Assignment: Two lines mark the range in the entries below: the one holding "Where can the chrome mirror" and the one holding "Target: concrete curb". Set down those two and all lines between them, exactly.
▼
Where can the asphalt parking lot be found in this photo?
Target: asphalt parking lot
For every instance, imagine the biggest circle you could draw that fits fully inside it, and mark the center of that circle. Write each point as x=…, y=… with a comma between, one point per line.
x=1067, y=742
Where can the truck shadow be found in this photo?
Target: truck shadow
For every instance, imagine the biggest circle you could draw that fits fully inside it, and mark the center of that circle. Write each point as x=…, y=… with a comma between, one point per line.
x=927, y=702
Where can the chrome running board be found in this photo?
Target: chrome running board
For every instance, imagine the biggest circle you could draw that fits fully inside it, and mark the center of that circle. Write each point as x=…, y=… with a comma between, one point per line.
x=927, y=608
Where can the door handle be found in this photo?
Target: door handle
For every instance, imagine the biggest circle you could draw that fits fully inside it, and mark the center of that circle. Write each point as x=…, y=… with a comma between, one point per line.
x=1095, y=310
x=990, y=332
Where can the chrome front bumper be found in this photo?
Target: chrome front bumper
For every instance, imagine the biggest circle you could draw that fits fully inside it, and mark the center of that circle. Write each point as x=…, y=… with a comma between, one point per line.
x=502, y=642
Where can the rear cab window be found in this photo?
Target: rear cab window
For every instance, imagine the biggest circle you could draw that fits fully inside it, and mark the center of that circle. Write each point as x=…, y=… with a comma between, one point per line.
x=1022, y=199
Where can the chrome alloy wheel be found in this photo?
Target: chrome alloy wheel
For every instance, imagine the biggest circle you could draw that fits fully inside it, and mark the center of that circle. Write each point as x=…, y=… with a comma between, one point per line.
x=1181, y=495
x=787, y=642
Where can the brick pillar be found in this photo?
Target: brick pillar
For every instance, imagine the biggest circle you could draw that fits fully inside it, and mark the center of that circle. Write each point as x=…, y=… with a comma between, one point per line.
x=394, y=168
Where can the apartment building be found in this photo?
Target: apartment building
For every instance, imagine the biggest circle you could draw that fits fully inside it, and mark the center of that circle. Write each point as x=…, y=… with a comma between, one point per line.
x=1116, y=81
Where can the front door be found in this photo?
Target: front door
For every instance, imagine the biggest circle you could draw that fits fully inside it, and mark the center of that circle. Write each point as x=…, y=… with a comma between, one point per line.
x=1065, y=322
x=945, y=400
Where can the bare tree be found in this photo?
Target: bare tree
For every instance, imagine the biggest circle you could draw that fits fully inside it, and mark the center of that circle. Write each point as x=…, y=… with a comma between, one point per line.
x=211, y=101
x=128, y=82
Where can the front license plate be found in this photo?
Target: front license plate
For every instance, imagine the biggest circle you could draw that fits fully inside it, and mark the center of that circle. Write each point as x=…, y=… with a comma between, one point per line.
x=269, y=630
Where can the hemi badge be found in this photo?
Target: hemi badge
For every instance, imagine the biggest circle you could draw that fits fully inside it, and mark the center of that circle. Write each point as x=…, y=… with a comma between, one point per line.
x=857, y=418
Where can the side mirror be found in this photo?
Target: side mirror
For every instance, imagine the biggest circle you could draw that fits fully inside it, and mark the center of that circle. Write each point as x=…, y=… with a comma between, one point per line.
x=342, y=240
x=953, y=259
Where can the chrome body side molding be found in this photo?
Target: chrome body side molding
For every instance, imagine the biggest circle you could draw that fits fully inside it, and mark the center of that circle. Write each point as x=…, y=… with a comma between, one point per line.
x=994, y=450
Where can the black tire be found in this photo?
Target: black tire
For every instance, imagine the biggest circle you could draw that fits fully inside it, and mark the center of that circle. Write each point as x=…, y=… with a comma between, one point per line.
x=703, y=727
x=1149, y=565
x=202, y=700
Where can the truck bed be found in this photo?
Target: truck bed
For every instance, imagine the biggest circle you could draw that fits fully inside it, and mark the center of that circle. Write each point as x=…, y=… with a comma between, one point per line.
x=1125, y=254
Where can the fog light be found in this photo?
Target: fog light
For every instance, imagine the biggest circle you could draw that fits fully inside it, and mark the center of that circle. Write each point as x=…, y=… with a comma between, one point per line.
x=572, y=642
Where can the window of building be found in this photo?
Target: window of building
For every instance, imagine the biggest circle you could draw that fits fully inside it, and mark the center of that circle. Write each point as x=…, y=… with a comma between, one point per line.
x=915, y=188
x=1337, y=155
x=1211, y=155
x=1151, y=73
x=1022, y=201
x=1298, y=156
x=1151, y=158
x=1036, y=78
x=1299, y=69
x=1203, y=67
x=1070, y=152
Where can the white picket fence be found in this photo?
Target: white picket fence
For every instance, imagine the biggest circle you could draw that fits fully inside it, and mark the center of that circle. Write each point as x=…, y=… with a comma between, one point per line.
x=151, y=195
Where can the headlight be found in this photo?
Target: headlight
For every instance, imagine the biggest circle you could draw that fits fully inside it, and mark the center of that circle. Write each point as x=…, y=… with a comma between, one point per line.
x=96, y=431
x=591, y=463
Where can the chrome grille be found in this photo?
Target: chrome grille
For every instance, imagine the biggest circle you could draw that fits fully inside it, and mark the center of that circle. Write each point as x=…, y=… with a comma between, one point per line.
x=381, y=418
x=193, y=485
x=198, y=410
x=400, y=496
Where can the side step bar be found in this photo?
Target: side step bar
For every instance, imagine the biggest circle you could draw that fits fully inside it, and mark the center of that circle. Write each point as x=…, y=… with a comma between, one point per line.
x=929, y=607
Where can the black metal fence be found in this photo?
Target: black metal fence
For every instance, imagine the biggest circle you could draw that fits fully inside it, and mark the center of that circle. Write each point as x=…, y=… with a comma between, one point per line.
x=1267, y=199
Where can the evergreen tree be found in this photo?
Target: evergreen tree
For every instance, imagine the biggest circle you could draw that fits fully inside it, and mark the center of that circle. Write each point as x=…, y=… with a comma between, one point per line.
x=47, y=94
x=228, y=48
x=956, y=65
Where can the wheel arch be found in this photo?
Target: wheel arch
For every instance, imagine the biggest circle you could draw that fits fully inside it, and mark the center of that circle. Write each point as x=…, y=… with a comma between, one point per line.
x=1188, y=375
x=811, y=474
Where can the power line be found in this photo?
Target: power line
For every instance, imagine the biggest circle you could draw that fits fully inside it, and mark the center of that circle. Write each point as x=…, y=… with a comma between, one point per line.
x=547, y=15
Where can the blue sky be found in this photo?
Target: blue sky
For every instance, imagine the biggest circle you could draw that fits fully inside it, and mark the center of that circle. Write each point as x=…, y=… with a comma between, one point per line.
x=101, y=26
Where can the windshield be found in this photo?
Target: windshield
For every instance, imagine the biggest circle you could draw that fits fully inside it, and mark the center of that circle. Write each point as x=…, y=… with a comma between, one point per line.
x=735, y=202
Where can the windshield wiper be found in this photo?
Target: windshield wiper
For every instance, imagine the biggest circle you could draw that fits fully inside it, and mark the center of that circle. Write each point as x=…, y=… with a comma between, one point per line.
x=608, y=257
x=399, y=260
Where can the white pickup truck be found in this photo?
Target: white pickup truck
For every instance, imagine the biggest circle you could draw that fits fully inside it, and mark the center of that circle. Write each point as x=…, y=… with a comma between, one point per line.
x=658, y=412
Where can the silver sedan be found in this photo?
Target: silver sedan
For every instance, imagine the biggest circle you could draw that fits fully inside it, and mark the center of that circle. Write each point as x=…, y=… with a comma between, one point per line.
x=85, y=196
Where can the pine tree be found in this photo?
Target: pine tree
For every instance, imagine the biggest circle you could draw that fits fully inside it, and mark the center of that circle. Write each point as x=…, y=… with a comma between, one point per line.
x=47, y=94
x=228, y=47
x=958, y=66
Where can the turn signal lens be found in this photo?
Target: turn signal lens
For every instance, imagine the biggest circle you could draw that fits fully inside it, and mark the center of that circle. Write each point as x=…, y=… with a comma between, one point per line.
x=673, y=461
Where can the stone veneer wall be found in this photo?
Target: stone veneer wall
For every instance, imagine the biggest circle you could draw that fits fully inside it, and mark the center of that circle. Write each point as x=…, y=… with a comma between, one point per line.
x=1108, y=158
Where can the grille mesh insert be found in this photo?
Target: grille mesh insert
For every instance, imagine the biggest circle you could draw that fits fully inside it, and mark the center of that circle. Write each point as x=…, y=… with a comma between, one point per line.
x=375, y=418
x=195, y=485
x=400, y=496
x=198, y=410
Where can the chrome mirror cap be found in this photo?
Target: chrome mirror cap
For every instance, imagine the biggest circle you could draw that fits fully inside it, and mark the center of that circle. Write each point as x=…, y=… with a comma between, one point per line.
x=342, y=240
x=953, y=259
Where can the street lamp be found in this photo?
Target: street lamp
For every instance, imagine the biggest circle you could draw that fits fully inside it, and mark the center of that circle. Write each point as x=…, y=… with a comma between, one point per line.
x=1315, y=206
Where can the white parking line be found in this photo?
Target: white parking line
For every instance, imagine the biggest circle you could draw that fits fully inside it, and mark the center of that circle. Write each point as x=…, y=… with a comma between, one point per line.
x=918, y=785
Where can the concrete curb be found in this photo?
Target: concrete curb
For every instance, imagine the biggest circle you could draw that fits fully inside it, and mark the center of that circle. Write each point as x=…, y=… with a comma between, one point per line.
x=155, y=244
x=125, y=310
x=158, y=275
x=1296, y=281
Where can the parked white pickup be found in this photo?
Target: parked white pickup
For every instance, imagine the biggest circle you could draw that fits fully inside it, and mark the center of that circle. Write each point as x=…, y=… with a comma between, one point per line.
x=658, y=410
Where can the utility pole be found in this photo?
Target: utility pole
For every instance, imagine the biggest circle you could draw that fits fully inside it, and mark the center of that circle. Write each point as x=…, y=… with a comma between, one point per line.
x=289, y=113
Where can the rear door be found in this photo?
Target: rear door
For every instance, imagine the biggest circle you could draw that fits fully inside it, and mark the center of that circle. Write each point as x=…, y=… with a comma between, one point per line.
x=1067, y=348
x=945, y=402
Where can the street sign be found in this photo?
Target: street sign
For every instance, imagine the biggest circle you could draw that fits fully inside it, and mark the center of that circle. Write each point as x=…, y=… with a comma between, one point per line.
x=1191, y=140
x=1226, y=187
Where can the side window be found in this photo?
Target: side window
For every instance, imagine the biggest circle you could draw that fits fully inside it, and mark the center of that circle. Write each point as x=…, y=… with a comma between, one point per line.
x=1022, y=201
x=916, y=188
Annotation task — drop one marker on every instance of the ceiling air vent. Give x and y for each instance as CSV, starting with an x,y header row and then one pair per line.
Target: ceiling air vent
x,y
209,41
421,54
▲
Output of the task:
Where can the chrome mirror cap be found in this photo?
Target: chrome mirror cap
For every instance, imagine the biggest circle you could draw that fits fully inside it, and mark the center of that circle. Write each point as x=…, y=… with a comma between, one point per line.
x=342, y=240
x=953, y=259
Where can the street lamp be found in this photo?
Target: street lamp
For every instance, imagine the biggest circle you could draw that fits fully inside it, and mark the center of that circle. Write each point as x=…, y=… with a comma between, one point per line.
x=1315, y=206
Where can the white parking line be found in this photo?
Target: white parking line
For every instance, imagine the biggest circle you could draw that fits fully inside it, and mark the center of that circle. Write each point as x=…, y=… with a comma between, one point per line.
x=918, y=785
Where can the concrete curb be found in this photo?
Target: concrete curb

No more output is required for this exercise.